◆ YOUR INSTRUCTIONS: Extract every line starting at the line that contains "Target: brick wall" and ending with the final line of the data, inclusive; give only those lines, word for word.
[Opening INPUT FOR THIS TASK section]
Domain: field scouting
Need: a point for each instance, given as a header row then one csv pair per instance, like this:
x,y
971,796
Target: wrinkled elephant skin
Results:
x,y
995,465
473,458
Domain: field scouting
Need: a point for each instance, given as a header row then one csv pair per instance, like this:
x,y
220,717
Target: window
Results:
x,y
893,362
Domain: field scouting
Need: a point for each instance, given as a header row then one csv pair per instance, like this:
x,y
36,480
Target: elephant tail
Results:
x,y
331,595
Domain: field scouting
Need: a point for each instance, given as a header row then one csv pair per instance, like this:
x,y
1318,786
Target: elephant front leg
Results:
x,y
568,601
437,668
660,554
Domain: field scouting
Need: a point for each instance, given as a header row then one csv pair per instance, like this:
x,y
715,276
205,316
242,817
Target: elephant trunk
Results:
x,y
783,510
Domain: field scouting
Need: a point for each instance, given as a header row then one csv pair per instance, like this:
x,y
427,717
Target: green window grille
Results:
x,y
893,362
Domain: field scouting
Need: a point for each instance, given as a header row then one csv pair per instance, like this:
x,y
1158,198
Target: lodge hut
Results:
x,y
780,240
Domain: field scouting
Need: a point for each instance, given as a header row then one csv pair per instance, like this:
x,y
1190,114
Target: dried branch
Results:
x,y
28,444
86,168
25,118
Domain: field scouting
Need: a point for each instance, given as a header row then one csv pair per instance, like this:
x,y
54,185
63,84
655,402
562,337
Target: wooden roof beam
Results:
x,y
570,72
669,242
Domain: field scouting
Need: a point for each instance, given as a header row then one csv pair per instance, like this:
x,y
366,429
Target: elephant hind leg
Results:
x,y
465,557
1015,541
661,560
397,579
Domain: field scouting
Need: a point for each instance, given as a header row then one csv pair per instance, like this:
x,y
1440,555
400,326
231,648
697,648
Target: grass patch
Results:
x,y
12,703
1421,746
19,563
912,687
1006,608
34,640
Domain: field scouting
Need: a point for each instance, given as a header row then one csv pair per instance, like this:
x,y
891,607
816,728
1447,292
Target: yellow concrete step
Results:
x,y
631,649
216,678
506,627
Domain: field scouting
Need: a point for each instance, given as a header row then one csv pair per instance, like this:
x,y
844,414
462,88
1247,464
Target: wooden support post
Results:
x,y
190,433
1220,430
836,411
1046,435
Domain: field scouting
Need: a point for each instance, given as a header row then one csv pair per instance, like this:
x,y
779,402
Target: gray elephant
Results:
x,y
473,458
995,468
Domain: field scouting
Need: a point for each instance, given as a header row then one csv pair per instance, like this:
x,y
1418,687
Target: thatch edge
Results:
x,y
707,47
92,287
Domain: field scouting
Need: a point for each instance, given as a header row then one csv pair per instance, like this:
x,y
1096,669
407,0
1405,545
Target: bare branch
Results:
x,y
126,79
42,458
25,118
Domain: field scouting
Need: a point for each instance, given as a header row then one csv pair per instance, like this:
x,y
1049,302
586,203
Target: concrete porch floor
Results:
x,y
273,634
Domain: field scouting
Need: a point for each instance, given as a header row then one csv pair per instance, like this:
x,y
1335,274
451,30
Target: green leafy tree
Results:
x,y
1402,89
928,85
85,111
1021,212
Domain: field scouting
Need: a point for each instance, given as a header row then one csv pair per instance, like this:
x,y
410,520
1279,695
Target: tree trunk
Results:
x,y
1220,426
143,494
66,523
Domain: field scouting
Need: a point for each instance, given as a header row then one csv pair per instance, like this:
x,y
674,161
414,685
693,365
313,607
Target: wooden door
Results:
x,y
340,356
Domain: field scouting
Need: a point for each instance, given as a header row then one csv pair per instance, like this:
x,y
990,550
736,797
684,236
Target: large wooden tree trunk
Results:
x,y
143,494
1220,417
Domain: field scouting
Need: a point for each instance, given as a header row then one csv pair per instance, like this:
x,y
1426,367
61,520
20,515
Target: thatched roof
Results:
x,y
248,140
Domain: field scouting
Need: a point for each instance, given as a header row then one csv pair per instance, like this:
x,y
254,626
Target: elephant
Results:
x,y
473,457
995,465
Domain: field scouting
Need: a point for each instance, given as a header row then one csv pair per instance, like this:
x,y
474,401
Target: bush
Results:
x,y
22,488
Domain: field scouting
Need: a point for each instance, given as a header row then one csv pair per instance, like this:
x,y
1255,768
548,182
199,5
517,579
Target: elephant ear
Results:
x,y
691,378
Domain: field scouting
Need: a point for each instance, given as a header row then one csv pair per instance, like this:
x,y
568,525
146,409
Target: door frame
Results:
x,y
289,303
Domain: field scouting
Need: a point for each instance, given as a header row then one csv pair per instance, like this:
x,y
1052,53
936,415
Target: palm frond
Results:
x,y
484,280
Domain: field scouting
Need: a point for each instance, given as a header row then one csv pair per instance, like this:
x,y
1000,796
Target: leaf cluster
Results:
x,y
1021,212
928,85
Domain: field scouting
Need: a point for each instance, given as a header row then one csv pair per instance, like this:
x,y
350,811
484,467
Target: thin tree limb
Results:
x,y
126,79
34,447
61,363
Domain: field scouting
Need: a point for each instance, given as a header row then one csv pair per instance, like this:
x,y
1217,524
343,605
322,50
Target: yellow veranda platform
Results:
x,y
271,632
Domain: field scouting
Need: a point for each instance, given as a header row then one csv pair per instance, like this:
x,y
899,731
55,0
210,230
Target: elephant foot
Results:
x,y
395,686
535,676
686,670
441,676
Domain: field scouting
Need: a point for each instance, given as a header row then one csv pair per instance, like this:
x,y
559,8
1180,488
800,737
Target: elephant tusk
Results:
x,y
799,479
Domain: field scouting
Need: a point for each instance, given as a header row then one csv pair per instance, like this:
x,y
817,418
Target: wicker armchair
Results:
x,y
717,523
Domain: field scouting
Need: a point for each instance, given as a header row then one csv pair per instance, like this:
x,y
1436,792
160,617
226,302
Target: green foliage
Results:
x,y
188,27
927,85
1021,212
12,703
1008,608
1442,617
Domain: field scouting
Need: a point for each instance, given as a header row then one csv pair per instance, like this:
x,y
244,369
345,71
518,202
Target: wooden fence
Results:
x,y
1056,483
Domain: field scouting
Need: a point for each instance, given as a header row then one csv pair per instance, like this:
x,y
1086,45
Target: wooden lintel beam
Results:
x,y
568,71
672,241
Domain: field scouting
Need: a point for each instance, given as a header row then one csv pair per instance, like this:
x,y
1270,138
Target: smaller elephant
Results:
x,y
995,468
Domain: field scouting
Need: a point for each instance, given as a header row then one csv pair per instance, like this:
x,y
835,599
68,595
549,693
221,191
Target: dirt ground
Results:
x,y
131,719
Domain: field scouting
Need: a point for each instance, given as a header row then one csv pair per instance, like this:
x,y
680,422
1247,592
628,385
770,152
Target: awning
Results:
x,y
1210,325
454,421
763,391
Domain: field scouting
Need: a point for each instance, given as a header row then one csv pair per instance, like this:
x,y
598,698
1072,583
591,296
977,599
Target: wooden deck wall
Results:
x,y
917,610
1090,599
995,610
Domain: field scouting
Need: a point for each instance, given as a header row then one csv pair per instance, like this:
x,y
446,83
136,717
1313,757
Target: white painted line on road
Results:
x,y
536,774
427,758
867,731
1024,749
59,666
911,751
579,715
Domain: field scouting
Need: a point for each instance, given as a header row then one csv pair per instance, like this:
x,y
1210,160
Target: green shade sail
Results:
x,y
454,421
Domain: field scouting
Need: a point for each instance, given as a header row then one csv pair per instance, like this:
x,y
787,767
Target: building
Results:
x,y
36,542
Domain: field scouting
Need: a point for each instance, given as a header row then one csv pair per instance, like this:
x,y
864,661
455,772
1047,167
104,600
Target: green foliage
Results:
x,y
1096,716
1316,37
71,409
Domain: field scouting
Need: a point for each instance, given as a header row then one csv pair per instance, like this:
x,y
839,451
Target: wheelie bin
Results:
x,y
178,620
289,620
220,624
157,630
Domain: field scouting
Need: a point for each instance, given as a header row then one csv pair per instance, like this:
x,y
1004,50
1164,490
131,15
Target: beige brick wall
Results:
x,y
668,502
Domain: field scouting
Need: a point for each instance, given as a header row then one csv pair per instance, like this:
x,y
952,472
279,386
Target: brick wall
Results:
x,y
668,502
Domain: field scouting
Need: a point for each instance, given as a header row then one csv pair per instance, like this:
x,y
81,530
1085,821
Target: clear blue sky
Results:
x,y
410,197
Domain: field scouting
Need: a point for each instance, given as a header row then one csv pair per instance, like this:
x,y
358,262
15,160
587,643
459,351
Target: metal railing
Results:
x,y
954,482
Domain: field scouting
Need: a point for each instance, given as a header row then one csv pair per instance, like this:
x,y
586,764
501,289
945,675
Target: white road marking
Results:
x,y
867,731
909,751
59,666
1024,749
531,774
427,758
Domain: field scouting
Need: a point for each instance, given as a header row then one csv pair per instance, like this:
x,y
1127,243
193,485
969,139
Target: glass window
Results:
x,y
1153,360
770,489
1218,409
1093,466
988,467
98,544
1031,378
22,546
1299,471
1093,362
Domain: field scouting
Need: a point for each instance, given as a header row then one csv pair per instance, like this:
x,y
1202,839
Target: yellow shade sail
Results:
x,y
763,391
[Closing INPUT FOR THIS TASK section]
◆ RESPONSE TO THIS EXERCISE:
Target: brick wall
Results:
x,y
668,502
Domain: field scouting
Need: a point for each instance, given as a header row then one csv pair per instance, like this:
x,y
81,530
1085,821
Target: clear blue sky
Results:
x,y
410,197
Domain: field scouting
Need: a point for each instance, given as a header row then one csv pair per instance, like this:
x,y
358,262
15,160
587,643
459,351
Target: metal railing
Results:
x,y
954,482
Domain: field scouting
Need: a point for each instance, given as a header row then one csv pair per instance, like this:
x,y
586,764
501,289
945,675
Target: white road marking
Results:
x,y
867,731
909,751
59,666
1024,749
531,774
427,758
Domain: field scouting
Need: a point for each instance, given as a header row then one csv pair per instance, like this:
x,y
1127,243
193,485
969,139
Target: glass window
Results:
x,y
1153,360
770,489
1218,409
1093,466
988,467
98,544
1031,378
22,546
1299,471
1093,362
Domain: field scouting
Need: a point for each instance, given as a header row then one csv pair per instance, like this:
x,y
1202,839
Target: yellow shade sail
Results:
x,y
763,391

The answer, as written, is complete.